* TASK ITEM: Filter the listing so that only lines with the word "below" remain.

◇ ◇ ◇ ◇ ◇ ◇ ◇

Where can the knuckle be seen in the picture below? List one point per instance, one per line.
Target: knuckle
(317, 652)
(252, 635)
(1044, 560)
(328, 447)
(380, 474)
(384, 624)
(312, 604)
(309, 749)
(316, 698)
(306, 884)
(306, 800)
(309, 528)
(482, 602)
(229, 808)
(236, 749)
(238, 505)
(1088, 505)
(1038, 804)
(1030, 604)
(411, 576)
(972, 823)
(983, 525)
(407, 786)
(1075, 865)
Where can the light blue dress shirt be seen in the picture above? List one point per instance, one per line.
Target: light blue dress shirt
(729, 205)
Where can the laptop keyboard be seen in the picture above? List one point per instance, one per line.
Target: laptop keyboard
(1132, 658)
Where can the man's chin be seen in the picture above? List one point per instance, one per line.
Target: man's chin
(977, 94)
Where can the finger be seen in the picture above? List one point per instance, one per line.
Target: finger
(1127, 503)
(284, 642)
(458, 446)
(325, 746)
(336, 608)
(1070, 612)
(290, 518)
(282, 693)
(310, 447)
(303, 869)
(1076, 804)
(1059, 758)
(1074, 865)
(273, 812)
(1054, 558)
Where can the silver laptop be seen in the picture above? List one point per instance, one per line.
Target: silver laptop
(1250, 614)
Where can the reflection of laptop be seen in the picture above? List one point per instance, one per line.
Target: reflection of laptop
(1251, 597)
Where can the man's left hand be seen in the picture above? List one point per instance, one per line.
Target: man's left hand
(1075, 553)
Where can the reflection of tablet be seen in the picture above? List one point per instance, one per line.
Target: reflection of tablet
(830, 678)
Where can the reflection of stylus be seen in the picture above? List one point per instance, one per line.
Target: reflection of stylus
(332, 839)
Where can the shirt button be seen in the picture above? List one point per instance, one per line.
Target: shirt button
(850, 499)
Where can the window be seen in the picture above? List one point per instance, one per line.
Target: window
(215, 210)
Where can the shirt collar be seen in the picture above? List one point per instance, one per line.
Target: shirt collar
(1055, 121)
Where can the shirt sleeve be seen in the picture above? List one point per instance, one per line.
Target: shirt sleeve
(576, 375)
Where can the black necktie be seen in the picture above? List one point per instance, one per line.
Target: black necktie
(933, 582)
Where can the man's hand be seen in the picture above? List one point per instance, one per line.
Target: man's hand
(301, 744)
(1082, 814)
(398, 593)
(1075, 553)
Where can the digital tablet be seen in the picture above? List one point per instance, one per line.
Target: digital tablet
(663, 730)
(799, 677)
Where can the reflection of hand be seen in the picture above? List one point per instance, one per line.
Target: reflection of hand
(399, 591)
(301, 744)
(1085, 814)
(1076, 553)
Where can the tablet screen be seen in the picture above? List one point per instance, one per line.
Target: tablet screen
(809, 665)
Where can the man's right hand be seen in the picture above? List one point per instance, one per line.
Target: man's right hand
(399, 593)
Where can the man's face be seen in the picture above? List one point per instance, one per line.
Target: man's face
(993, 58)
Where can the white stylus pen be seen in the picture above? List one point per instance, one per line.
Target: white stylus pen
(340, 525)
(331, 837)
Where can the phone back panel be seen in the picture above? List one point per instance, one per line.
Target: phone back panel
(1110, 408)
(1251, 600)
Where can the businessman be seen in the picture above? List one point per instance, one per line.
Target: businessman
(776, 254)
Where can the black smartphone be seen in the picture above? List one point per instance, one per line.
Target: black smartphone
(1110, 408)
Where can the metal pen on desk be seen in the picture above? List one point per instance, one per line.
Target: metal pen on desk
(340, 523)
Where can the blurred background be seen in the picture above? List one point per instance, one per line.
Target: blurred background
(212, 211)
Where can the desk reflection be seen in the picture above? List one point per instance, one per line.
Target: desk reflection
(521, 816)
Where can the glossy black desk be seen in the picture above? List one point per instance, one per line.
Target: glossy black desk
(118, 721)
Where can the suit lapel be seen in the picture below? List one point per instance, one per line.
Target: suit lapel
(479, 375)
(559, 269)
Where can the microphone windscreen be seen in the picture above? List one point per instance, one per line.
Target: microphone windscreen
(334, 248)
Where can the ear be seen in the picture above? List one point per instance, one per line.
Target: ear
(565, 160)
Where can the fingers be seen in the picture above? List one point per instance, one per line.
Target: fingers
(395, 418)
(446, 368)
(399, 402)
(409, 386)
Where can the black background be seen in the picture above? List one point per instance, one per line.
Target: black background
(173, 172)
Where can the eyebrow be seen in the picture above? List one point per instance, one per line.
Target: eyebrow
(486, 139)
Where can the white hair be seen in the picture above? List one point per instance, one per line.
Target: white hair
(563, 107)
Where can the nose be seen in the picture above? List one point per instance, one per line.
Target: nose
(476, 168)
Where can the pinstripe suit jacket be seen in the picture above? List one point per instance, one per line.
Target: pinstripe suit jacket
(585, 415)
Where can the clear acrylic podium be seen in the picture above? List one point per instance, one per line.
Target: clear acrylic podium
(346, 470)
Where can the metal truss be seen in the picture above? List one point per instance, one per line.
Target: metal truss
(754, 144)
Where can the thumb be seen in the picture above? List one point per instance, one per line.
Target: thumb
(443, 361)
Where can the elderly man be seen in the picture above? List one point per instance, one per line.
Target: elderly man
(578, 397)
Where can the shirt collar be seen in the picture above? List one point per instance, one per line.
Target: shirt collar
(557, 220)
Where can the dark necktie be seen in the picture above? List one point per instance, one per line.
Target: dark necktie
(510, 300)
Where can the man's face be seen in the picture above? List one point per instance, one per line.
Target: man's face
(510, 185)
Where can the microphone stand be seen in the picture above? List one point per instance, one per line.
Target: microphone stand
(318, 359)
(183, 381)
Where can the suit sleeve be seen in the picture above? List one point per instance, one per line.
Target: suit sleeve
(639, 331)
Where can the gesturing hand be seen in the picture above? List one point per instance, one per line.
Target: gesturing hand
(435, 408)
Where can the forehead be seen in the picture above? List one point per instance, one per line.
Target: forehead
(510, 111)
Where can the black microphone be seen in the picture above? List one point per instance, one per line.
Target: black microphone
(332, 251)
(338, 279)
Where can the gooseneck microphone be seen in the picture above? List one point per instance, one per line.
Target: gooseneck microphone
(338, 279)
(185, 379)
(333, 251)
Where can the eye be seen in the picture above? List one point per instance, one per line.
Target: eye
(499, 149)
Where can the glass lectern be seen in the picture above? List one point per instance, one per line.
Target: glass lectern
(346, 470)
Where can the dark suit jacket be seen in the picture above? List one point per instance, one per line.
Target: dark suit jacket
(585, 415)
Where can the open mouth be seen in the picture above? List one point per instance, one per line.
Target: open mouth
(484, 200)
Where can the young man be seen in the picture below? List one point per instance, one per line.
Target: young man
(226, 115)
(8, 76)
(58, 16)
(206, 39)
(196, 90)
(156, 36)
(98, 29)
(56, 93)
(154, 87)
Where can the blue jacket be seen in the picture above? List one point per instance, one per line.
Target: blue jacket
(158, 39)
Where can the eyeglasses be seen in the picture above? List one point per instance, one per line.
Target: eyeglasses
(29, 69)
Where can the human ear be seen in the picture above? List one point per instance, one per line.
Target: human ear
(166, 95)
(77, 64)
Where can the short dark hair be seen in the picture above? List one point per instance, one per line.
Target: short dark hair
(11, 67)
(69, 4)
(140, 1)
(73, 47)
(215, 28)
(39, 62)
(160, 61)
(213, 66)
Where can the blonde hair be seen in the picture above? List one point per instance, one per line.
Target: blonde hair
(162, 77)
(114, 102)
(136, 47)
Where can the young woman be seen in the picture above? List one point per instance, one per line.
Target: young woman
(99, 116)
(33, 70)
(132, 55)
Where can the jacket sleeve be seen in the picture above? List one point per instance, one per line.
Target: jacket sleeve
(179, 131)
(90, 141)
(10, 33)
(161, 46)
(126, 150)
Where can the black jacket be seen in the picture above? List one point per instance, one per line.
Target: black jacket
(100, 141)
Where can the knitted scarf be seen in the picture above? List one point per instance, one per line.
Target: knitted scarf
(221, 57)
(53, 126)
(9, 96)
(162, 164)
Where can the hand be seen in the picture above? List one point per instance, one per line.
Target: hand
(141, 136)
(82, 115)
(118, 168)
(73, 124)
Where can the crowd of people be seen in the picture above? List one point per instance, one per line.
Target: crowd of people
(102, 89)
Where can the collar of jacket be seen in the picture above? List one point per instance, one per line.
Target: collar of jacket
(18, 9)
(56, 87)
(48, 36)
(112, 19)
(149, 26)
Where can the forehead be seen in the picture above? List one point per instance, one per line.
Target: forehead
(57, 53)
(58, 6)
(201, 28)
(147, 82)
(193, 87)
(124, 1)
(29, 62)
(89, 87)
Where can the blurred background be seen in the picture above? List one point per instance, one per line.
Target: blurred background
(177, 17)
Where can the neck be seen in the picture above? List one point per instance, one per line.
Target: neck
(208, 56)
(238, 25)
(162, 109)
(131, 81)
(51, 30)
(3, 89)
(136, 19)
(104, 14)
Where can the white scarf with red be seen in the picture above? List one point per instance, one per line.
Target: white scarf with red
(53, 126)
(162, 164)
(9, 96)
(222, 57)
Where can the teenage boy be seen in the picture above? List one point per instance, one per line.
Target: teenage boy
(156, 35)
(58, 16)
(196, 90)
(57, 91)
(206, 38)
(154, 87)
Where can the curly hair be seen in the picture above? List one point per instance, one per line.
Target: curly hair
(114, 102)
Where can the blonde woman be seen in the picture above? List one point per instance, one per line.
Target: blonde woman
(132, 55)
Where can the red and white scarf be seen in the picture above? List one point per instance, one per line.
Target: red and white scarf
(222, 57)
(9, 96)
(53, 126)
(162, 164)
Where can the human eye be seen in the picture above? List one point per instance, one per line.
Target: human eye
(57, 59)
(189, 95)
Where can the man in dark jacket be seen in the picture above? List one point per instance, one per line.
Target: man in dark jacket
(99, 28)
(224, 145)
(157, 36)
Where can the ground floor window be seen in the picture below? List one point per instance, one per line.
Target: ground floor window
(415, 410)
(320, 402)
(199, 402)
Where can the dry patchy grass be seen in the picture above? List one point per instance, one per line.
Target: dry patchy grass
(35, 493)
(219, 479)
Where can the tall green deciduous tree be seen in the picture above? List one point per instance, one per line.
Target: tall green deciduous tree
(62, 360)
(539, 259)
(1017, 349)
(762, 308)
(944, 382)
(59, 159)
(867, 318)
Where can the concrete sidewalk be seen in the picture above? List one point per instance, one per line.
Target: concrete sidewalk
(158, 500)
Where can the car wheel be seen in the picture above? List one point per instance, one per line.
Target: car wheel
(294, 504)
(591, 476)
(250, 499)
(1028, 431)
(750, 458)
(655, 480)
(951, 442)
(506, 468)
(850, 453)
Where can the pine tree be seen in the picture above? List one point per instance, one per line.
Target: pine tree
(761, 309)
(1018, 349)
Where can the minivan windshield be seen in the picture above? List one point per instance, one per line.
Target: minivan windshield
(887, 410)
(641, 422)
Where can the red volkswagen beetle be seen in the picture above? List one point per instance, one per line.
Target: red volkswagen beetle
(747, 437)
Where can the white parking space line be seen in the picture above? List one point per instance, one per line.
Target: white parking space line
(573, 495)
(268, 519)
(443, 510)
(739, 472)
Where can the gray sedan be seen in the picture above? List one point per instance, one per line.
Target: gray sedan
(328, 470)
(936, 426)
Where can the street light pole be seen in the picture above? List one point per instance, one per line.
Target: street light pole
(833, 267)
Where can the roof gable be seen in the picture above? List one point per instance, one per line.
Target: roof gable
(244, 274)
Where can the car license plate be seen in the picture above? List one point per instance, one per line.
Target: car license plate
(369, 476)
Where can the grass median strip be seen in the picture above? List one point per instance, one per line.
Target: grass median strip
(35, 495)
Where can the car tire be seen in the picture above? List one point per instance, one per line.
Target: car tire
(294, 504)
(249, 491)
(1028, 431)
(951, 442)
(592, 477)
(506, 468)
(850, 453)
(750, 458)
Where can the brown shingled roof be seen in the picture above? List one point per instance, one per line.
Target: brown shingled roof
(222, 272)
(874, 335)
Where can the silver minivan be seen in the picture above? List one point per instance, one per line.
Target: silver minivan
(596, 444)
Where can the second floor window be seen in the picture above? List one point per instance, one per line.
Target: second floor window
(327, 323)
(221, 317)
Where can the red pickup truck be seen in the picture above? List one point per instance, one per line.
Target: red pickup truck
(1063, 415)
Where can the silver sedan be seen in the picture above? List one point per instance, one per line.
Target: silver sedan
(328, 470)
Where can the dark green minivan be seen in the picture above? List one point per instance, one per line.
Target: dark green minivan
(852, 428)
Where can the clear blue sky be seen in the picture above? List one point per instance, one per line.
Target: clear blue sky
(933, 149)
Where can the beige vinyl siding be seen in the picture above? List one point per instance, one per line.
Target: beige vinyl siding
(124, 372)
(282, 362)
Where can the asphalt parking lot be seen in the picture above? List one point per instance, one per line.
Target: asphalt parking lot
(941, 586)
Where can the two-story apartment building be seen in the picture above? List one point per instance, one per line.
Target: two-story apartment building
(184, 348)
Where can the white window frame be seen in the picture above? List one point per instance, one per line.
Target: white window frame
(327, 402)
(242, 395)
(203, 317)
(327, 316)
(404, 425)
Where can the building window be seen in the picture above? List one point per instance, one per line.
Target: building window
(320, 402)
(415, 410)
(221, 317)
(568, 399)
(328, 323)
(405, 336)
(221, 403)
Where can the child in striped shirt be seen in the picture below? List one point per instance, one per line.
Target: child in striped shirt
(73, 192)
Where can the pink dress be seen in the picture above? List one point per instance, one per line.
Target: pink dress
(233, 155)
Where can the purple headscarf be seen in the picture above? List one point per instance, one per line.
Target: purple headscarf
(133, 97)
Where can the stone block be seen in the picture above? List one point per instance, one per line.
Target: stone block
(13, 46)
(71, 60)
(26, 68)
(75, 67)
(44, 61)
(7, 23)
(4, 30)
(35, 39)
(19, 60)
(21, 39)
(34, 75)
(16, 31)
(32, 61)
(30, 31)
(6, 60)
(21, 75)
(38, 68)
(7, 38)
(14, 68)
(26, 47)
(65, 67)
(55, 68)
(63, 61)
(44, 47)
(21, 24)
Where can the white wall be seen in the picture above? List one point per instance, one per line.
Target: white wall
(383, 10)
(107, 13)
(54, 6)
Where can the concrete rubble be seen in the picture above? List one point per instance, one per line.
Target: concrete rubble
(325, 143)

◇ ◇ ◇ ◇ ◇ ◇ ◇

* ANSWER TO THE PROBLEM:
Where can the knuckle be seen in the picture below? List one point per instance, one per line.
Where can the suit lapel be seen in the picture below? List one point per instance, one per line.
Where can the young man be seen in the picture below? List one point per instance, one per line.
Where can the ground floor window be seen in the picture below? List one point per instance, one per line.
Where can the child in striped shirt be seen in the picture below? List one point per instance, one per line.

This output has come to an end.